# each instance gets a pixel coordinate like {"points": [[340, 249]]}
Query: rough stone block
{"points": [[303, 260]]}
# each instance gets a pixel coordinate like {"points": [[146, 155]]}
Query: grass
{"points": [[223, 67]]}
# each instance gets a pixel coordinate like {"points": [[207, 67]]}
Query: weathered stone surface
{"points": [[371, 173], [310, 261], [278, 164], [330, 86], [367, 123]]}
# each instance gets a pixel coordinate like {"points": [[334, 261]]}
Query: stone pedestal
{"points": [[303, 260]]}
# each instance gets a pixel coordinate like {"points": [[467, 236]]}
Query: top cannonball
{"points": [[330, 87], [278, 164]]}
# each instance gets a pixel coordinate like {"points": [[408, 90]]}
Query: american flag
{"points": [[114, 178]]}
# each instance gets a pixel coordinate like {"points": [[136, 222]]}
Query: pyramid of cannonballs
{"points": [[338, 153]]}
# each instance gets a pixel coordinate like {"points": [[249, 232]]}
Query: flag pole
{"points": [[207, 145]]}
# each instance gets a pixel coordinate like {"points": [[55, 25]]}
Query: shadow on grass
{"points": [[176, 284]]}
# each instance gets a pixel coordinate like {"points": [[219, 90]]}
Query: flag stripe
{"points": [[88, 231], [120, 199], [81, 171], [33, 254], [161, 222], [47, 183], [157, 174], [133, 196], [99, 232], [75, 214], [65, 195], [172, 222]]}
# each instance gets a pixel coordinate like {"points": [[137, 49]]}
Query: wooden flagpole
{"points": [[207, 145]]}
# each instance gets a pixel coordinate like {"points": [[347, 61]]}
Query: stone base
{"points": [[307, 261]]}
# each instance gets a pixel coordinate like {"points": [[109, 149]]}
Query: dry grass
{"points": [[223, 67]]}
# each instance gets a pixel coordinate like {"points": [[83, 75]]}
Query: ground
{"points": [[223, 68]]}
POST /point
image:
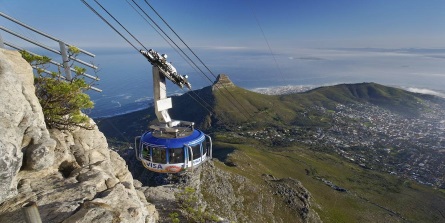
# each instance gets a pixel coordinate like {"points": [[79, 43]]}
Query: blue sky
{"points": [[312, 42], [287, 24]]}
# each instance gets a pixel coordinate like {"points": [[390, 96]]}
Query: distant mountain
{"points": [[224, 106], [346, 153]]}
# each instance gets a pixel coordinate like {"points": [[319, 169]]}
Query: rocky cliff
{"points": [[71, 175]]}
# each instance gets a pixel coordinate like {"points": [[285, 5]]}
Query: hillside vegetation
{"points": [[338, 189]]}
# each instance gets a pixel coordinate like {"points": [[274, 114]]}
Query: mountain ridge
{"points": [[228, 105]]}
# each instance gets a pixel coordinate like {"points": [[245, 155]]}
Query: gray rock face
{"points": [[21, 123], [71, 175]]}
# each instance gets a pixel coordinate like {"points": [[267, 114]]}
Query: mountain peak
{"points": [[222, 81]]}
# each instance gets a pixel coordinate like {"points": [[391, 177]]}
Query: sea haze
{"points": [[126, 78]]}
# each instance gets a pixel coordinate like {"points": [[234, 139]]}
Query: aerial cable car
{"points": [[170, 146]]}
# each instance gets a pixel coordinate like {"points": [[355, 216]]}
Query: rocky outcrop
{"points": [[71, 175], [222, 82], [24, 136]]}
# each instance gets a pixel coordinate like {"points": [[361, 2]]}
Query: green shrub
{"points": [[192, 210], [61, 100]]}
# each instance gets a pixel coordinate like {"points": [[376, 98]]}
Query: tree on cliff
{"points": [[62, 100]]}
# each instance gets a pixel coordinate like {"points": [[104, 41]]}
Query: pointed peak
{"points": [[222, 81]]}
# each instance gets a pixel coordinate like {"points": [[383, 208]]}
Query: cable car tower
{"points": [[170, 146]]}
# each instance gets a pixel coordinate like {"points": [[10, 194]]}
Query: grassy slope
{"points": [[370, 192], [371, 196], [251, 110]]}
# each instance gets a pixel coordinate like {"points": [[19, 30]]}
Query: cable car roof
{"points": [[195, 138]]}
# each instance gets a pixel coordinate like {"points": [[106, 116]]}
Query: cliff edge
{"points": [[71, 175]]}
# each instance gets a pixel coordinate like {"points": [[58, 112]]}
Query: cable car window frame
{"points": [[181, 157], [154, 155], [196, 149], [146, 152]]}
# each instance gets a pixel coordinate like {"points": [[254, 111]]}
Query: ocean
{"points": [[126, 78]]}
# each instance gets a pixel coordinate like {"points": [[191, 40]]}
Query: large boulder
{"points": [[22, 124], [71, 175]]}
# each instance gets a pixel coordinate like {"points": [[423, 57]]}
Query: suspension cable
{"points": [[199, 59], [206, 106], [111, 26], [121, 25], [103, 19], [151, 19]]}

--

Prompt>
Leave the pictures out, and print every line of the listing exactly as written.

Result>
# each instance gets a pixel coordinate like {"points": [[340, 249]]}
Query: rough stone block
{"points": [[303, 260]]}
# each instance gets a pixel coordinate like {"points": [[146, 155]]}
Query: grass
{"points": [[223, 67]]}
# each instance gets a pixel coordinate like {"points": [[207, 67]]}
Query: weathered stone surface
{"points": [[371, 173], [310, 261], [278, 164], [330, 86], [367, 123]]}
# each instance gets a pixel coordinate like {"points": [[334, 261]]}
Query: stone pedestal
{"points": [[303, 260]]}
# each instance gets a pixel coordinate like {"points": [[467, 236]]}
Query: top cannonball
{"points": [[330, 87], [278, 164]]}
# each instance gets a pixel coordinate like {"points": [[408, 90]]}
Query: american flag
{"points": [[114, 178]]}
# each instance gets a pixel coordinate like {"points": [[136, 222]]}
Query: pyramid of cannonballs
{"points": [[338, 153]]}
# each instance gets a pixel coordinate like {"points": [[249, 232]]}
Query: flag pole
{"points": [[207, 145]]}
# each instance gets a pixel coordinate like {"points": [[55, 25]]}
Query: shadow on grass
{"points": [[176, 284]]}
# each instance gets a pixel coordinate like {"points": [[219, 90]]}
Query: flag stripe
{"points": [[88, 231], [120, 199], [81, 171], [33, 254], [161, 222], [47, 183], [157, 174], [133, 196], [99, 232], [75, 214], [65, 195], [172, 222]]}
# each instance gets a pixel coordinate like {"points": [[137, 49]]}
Query: wooden flagpole
{"points": [[207, 145]]}
# each instance gets a pixel coordinate like {"points": [[347, 61]]}
Query: stone base
{"points": [[307, 261]]}
# each instance gets a pixel coordinate like {"points": [[109, 149]]}
Query: dry grass
{"points": [[223, 67]]}
# each instance gets a pixel coordinate like {"points": [[83, 75]]}
Query: ground
{"points": [[223, 68]]}
POST /point
image:
# each instance gets a pixel coordinate like {"points": [[79, 43]]}
Query: blue sky
{"points": [[312, 42], [287, 24]]}
# each instance gets a pixel coordinate like {"points": [[390, 96]]}
Query: distant mountain
{"points": [[224, 106], [346, 153]]}
# each instance gets a pixel coordinate like {"points": [[319, 169]]}
Query: rocky cliff
{"points": [[71, 175]]}
# each instance gets a pixel coordinate like {"points": [[285, 5]]}
Query: hillside vegetation
{"points": [[338, 189]]}
# each instance gets a pixel coordinate like {"points": [[274, 114]]}
Query: mountain ridge
{"points": [[228, 105]]}
# each instance gets a pixel coordinate like {"points": [[245, 155]]}
Query: gray rock face
{"points": [[21, 123], [71, 175]]}
# each instance gets a pixel coordinate like {"points": [[267, 114]]}
Query: mountain peak
{"points": [[222, 81]]}
# each instance gets a pixel coordinate like {"points": [[391, 177]]}
Query: sea haze
{"points": [[126, 78]]}
# each instance gets a pixel coordinate like {"points": [[234, 139]]}
Query: aerial cable car
{"points": [[170, 146]]}
# each instance gets a pixel coordinate like {"points": [[355, 216]]}
Query: rocky outcrop
{"points": [[71, 175], [222, 82], [24, 136]]}
# each instance gets a pixel coordinate like {"points": [[361, 2]]}
Query: green shrub
{"points": [[192, 210], [61, 100]]}
# each instance gets a pixel coordinate like {"points": [[376, 98]]}
Query: tree on cliff
{"points": [[62, 100]]}
# each instance gets a pixel coordinate like {"points": [[104, 41]]}
Query: pointed peak
{"points": [[222, 81]]}
# each instance gets a pixel coordinate like {"points": [[383, 208]]}
Query: cable car tower
{"points": [[170, 146]]}
# each instance gets a pixel coordinate like {"points": [[10, 194]]}
Query: grassy slope
{"points": [[370, 192], [371, 196], [251, 110]]}
# each instance gets a pixel coordinate like {"points": [[19, 30]]}
Query: cable car roof
{"points": [[195, 138]]}
# each instance gets a pixel coordinate like {"points": [[106, 116]]}
Query: cliff edge
{"points": [[71, 175]]}
# each instance gets a pixel coordinate like {"points": [[58, 112]]}
Query: cable car window frame
{"points": [[181, 157], [154, 155], [196, 149], [146, 152]]}
# each instance gets a pixel coordinate like {"points": [[254, 111]]}
Query: ocean
{"points": [[126, 78]]}
# each instance gets a pixel coordinate like {"points": [[191, 40]]}
Query: large boulder
{"points": [[22, 124], [71, 175]]}
# each instance gets a pixel coordinate like {"points": [[423, 57]]}
Query: suspension cable
{"points": [[199, 59], [206, 106], [111, 26], [121, 25], [103, 19], [151, 19]]}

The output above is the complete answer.